For those who have never heard of Westmoreland, all you really need to know is that in 2006, he and 32 of his other Southern white brethren voted against renewing the 1965 Voting Rights Act, which, among other things, guarantees Blacks the right to vote.

The hypocrisy of white Republicans--whose party openly represents the interests of the wealthy and the most conservative wing of American capitalism--calling Obama "uppity" and "elitist" would be funny if their actions weren't helping to legitimize cruder forms of racism that have emerged during the course of this never-ending election.

A few days ago, at a conservative convention where Newt Gingrich and Mitt Romney were featured speakers--both McCain and Palin were invited, but sent their regrets--one stand did a booming business selling "Obama Waffles" mix for $10 a box.

The box was adorned with a picture of Obama with a big smile, huge lips and bulging eyes--like something out of the antebellum South. On the back of the box, Obama was pictured in a sombrero, alluding to his supposed plans to "flood" the U.S. with "illegal aliens." And, of course, there was the ubiquitous image of Obama in a turban.

The sellers chalked it up to political satire--and dared anyone to call them bigoted.


THE USE of racism in American politics isn't new, by any means, but the methods for invoking it have changed.

In the 1968 election for president, Republican Richard Nixon crafted the so-called "Southern Strategy" of making coded racist appeals to win white votes.

The Southern Strategy was an acknowledgement that open anti-Black racism would no longer be tolerated, now that African Americans' right to vote was firmly established. But with the Democratic Party falling apart because of its inability to contain the contradictions of being both the formal party of civil rights in the North and the party of Jim Crow in the South, the Southern Strategy was, above all, about winning the rural, white Southern vote into the Republican sphere.
------
• Complete the following:
1. Render this sentence from the article on racism in American politics into French: "THE USE of racism in American politics isn't new, by any means, but the methods for invoking it have changed."
2. Decide whether each statement agrees with the article on racism in American politics, answering yes or no and quoting the words that settle it: (a) The "Obama Waffles" mix sold for $10 a box. (b) McCain and Palin spoke at the conservative convention. (c) Richard Nixon crafted the "Southern Strategy" in the 1968 presidential election.
3. Proceed with the article on racism in American politics, writing on from its final sentence.
The entries after this article play no part in the work.
------
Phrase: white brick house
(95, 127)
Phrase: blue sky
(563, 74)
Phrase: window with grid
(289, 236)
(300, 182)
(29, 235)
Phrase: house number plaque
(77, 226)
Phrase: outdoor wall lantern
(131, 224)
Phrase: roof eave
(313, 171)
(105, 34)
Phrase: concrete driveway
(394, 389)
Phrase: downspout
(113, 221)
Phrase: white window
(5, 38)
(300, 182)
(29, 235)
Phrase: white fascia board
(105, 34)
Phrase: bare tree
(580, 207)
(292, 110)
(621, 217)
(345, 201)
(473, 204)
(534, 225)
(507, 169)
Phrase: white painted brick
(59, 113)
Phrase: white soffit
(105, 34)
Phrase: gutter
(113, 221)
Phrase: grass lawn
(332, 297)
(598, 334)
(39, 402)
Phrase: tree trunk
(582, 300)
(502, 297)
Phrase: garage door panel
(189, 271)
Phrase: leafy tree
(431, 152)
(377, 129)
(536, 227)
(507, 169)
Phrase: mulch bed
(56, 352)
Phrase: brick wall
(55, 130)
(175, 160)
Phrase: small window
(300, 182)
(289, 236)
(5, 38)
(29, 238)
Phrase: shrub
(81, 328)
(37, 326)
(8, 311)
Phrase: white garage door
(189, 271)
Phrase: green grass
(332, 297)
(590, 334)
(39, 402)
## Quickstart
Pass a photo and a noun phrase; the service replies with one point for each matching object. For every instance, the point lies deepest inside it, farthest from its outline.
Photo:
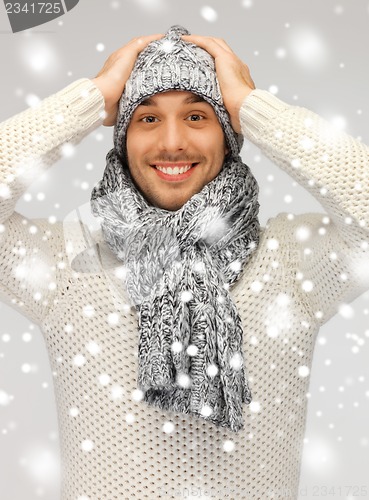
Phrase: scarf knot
(180, 267)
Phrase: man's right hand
(112, 78)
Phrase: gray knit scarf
(180, 267)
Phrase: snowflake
(303, 371)
(186, 296)
(255, 407)
(183, 380)
(206, 411)
(209, 14)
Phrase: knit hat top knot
(173, 64)
(175, 32)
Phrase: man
(182, 309)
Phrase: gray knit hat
(173, 64)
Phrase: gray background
(311, 53)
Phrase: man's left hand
(233, 74)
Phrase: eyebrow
(193, 98)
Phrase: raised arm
(30, 142)
(329, 251)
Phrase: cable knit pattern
(115, 446)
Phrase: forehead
(178, 97)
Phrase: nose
(172, 136)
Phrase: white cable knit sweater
(63, 277)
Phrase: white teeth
(175, 170)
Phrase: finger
(223, 44)
(139, 43)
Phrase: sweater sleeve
(331, 250)
(30, 142)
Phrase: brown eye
(149, 119)
(195, 118)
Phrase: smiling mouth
(175, 168)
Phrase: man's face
(175, 146)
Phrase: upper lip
(178, 164)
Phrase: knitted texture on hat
(179, 267)
(173, 64)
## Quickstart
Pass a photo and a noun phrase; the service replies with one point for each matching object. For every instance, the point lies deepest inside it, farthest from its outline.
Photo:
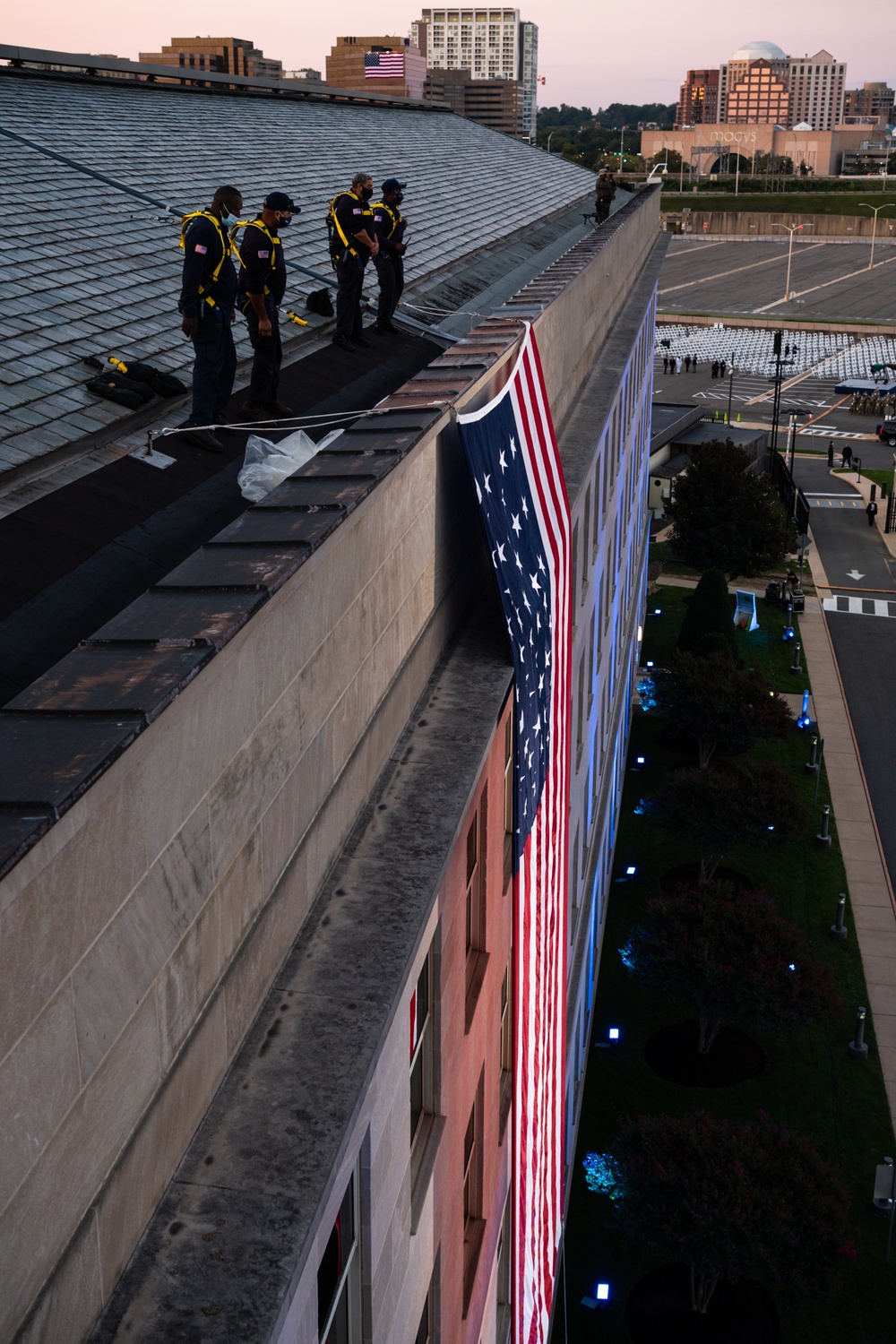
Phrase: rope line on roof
(320, 421)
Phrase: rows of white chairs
(857, 360)
(750, 349)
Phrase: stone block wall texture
(140, 935)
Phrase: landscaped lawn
(812, 1082)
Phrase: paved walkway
(871, 894)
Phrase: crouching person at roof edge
(261, 288)
(207, 300)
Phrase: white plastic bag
(268, 464)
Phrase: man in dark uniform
(261, 288)
(389, 228)
(354, 245)
(207, 298)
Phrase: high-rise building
(218, 56)
(492, 102)
(817, 90)
(763, 85)
(872, 99)
(759, 96)
(489, 43)
(699, 99)
(384, 65)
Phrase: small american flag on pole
(384, 65)
(513, 459)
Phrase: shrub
(731, 956)
(732, 1199)
(748, 804)
(708, 613)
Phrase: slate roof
(97, 271)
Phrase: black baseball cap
(280, 201)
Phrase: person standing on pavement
(352, 244)
(261, 287)
(207, 298)
(389, 230)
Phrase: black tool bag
(320, 303)
(124, 392)
(161, 383)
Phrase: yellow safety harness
(274, 242)
(394, 215)
(226, 247)
(333, 225)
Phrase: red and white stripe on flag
(514, 462)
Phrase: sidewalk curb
(871, 892)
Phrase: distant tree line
(594, 139)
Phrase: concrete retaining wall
(758, 223)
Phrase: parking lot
(831, 281)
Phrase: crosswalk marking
(860, 605)
(831, 433)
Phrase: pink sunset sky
(590, 53)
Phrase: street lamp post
(874, 233)
(791, 230)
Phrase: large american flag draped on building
(384, 65)
(513, 459)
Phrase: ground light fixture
(600, 1297)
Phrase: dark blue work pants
(269, 354)
(215, 367)
(390, 271)
(349, 276)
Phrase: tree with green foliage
(708, 610)
(710, 699)
(726, 515)
(732, 1199)
(734, 957)
(715, 811)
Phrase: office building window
(339, 1277)
(476, 881)
(506, 1048)
(473, 1222)
(422, 1056)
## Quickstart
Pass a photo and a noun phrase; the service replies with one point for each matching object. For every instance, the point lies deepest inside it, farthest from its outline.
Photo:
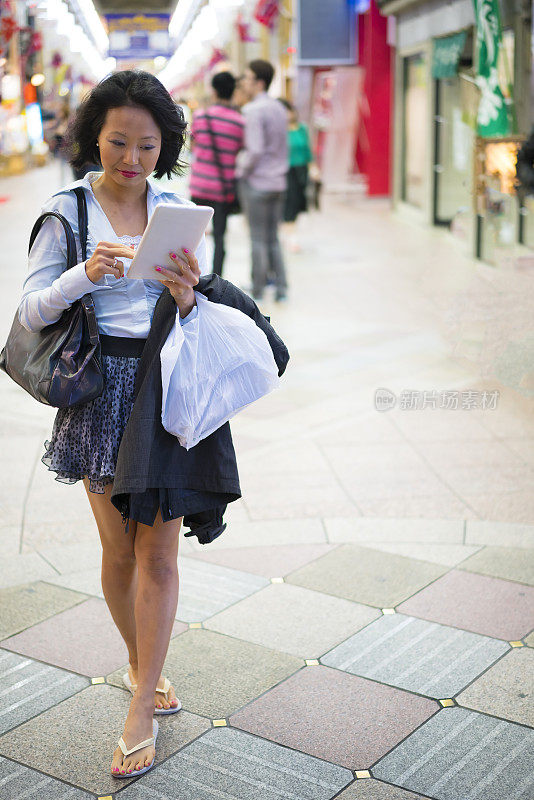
------
• Solved tasks:
1. L'utilisation du racisme dans la politique américaine n'est en rien nouvelle, mais les méthodes pour l'invoquer ont changé.

2.
(a) Yes: "one stand did a booming business selling "Obama Waffles" mix for $10 a box."
(b) No: "both McCain and Palin were invited, but sent their regrets"
(c) Yes: "In the 1968 election for president, Republican Richard Nixon crafted the so-called "Southern Strategy" of making coded racist appeals to win white votes."

3.
Attacking the Black movement as "criminal" became the centerpiece of this strategy. Black political struggles, from civil rights to urban rebellions, were accused of creating a growing sense of chaos, disorder and crime in American cities. This was conveyed through perpetual references to "urban crime" or "urban disorder." There were more banal appeals around "urban problems," but the inference was clear--Blacks were the cause.

Nixon's cynical use of race was only the beginning. A succession of American politicians--from both major parties--regularly invoked racist stereotypes that conflated social problems found in all inner cities with Black life. These, in turn, became the touchstone for all that was and remains wrong with American society, according to the politicians: drugs, crime, welfare, teen pregnancy, homeless and poverty.

In the 1980s, Ronald Reagan picked up Nixon's mantle by campaigning across the South--he launched his 1980 campaign in Philadelphia, Miss., where three civil rights workers were murdered in 1964. In office, Reagan regularly invoked fictitious characters like "welfare queens" to justify his program of cutting back on social programs.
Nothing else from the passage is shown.